- PROBLEM 1
Duplicate the passage on Macassan contact from "Answer: Yes!" to "1400s or before.".
- PROBLEM 2
Answer these from the passage on Macassan contact:
(a) In what year did Dutch explorers make the first European contact with Australia?
(b) What name did the Macassans give the northern shores of Australia?
(c) What goods were the Yolngu given in exchange for fishing rights?
____ TEXT SEGMENT
Summary

Discusses how Aboriginal people in Australia had contact with the Macassan people, from what is now known as Sulawesi (Indonesia), some time before European contact.

Question: Did Aboriginal people in Australia have any contact with other countries before European contact?

Answer: Yes!

The first European contact with the land we now know as Australia is generally held to have been by Dutch explorers in 1606. We know how important internal trading relationships and routes were to Indigenous peoples, but people are often not aware that a relationship developed between Aboriginal people in eastern Arnhem Land and visitors from overseas. Macassan people from what is now known as Sulawesi (Indonesia) annually visited the northern shores of Australia, the place they called Marege'. Whilst some people believe regular trade started in the early 1700s, others claim that these relationships go back several centuries before European contact, to the 1400s or before.

The Macassans came on the north-west winds that brought the monsoonal rains. They went in search of trepang or sea cucumber, an item valued for both food and medicinal purposes; in exchange for fishing rights, Yolngu were given goods such as cloth, tobacco, rice and knives. The trepang was processed on the shores of Australia; the Macassans then shipped the trepang home, with some of the product being traded as far as mainland China. Rock art found in the Wellington Ranges and on Groote Eylandt in Arnhem Land depicts the prau, the distinctive wooden vessels used for these voyages.
________
____ RECORD SET
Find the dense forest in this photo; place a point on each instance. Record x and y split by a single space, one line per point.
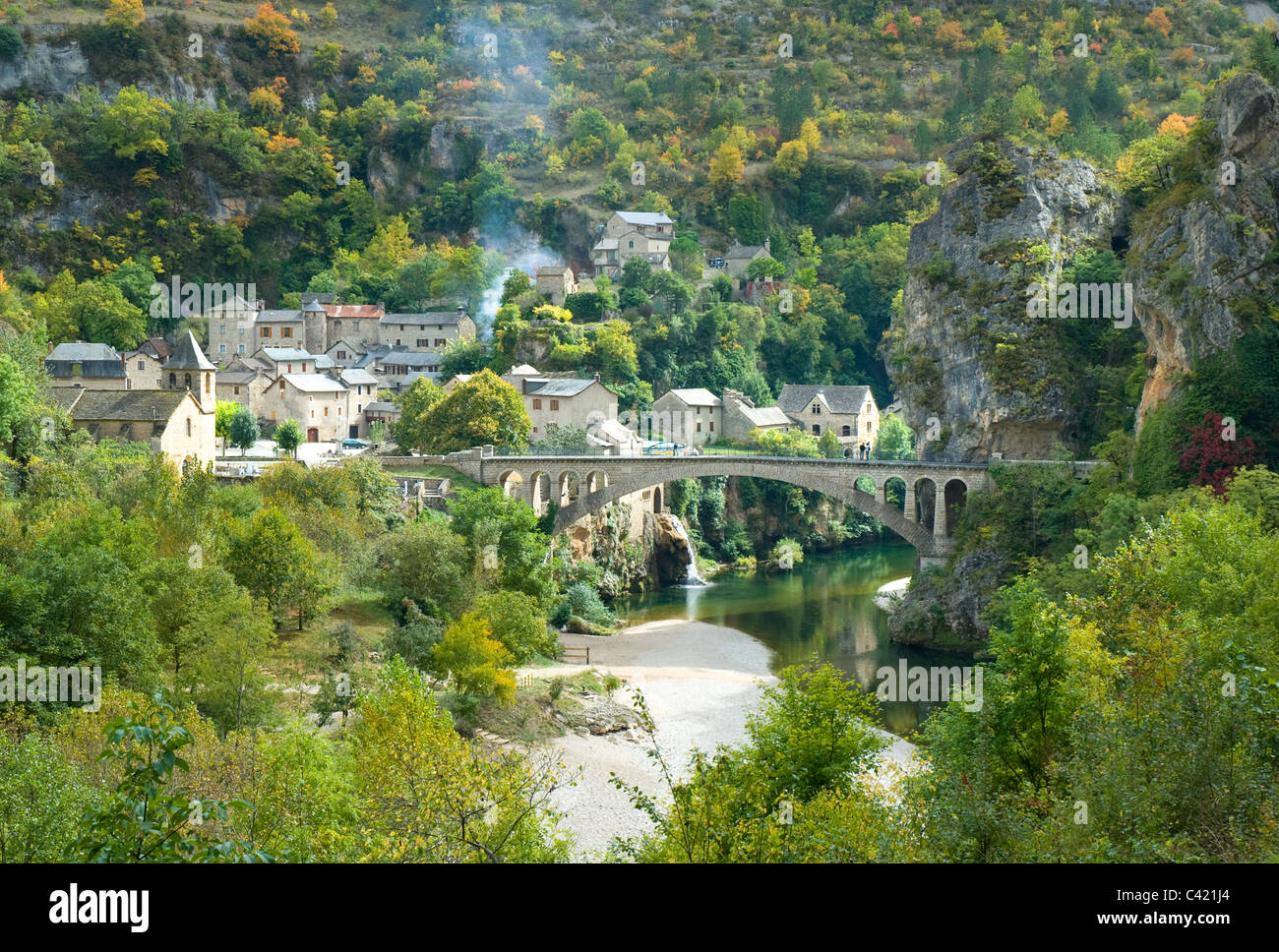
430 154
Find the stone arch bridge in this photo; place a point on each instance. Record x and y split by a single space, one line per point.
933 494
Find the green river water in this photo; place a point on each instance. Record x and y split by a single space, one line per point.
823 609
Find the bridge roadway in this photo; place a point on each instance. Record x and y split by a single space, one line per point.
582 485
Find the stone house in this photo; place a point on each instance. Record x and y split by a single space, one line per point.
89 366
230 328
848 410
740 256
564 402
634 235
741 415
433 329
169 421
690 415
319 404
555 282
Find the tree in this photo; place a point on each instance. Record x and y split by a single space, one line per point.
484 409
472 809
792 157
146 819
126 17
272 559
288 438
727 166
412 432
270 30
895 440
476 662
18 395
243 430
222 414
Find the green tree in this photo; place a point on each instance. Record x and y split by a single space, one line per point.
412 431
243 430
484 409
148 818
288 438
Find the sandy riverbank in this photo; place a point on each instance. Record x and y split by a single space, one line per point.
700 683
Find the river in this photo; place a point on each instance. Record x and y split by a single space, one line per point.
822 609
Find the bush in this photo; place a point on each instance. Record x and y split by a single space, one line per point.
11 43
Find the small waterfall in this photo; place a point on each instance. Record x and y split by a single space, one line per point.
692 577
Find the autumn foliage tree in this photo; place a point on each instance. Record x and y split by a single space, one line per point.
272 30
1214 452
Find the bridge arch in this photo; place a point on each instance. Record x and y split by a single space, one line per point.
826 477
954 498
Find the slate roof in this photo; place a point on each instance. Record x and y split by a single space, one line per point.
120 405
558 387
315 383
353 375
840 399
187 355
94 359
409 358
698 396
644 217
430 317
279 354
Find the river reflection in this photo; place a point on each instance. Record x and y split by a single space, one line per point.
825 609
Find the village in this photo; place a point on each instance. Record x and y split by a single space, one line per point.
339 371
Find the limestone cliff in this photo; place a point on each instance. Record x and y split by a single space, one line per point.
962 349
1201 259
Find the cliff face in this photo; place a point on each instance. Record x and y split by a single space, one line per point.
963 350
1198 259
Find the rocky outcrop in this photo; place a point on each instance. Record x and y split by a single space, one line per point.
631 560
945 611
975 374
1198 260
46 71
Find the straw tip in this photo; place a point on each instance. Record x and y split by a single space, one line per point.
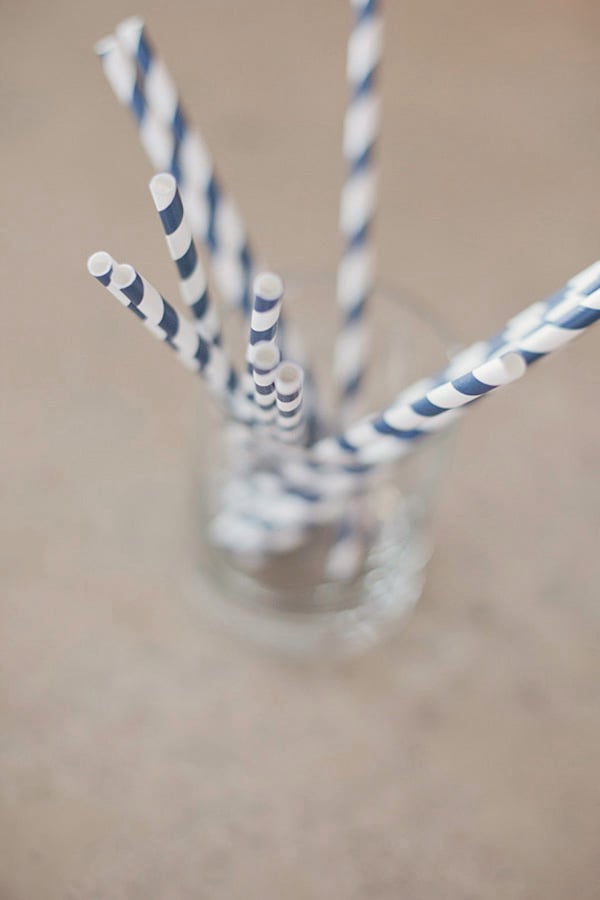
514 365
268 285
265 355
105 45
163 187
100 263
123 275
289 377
________
- TASK RESULT 1
Answer: Yes!

The first European contact with the land we now know as Australia is generally held to have been by Dutch explorers in 1606. We know how important internal trading relationships and routes were to Indigenous peoples, but people are often not aware that a relationship developed between Aboriginal people in eastern Arnhem Land and visitors from overseas. Macassan people from what is now known as Sulawesi (Indonesia) annually visited the northern shores of Australia, the place they called Marege'. Whilst some people believe regular trade started in the early 1700s, others claim that these relationships go back several centuries before European contact, to the 1400s or before.

- TASK RESULT 2
(a) 1606
(b) Marege'
(c) Cloth, tobacco, rice and knives